Text segment -
********************

We can now make a function to quickly decipher if an input sheet has been labelled incorrectly. We are assuming in this case that we can trust the files in the website.

In [35]:
def sample_sheet_error(infile):
    """
    Given a .csv sample sheet, find out if it is labelled incorrectly
    :type infile: str
    :param infile: name of input sample sheet to be analyzed
    
    rtype: bool
    true if labelled correctly, false if labelled incorrectly
    """
    
    assert isinstance(infile,str)
    assert os.path.exists(infile)
    outfile = 'trash.csv'
    n = 16
    
    #read file, find current instrument configuration
    df = pd.read_csv(infile,sep='\t')
    df1 = df.set_index('[Header]')
    inst = df1.loc['Application'][0] 
    truedf = sample_sheet_generator(inst,n,outfile)

********************

Records shown -
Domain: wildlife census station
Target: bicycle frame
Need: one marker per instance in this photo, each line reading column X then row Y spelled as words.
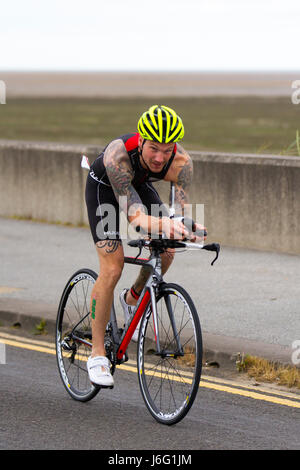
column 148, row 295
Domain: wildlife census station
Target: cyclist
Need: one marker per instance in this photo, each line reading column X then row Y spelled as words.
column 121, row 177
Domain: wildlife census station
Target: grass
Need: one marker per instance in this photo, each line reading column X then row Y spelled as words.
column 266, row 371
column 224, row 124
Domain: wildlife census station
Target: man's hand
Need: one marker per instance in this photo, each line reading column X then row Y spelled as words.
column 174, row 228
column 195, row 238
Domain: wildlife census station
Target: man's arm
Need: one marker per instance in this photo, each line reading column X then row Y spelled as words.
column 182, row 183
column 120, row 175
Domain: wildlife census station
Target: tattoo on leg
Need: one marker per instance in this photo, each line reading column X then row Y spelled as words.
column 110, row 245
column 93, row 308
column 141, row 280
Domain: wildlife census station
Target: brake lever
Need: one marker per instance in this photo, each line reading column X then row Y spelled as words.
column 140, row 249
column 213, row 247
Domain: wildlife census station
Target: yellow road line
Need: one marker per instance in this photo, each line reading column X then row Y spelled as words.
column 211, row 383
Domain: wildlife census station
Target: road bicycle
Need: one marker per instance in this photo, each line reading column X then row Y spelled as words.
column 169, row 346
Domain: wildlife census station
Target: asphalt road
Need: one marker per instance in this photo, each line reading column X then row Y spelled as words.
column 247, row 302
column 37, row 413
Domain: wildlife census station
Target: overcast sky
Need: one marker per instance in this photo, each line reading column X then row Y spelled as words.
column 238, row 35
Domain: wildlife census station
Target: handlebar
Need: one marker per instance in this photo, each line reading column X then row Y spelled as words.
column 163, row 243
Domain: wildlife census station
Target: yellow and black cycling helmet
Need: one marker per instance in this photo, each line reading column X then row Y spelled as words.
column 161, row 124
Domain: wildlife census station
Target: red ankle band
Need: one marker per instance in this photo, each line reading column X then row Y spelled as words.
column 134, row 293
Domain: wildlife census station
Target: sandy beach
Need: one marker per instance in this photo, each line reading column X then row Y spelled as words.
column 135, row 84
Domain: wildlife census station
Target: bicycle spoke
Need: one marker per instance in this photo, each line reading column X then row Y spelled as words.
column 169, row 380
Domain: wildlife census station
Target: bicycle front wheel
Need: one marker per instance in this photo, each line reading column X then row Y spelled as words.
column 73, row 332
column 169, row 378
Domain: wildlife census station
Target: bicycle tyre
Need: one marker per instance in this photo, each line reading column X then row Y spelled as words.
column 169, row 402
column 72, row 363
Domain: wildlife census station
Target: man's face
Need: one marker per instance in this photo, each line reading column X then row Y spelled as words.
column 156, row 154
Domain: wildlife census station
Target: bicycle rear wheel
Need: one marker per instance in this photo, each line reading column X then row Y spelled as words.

********************

Work instructions - Reproduce the sample sheet function from "rtype: bool" up to and including "df1 = df.set_index('[Header]')", switching every "infile" to "input_path".

Final result -
rtype: bool
    true if labelled correctly, false if labelled incorrectly
    """
    
    assert isinstance(input_path,str)
    assert os.path.exists(input_path)
    outfile = 'trash.csv'
    n = 16
    
    #read file, find current instrument configuration
    df = pd.read_csv(input_path,sep='\t')
    df1 = df.set_index('[Header]')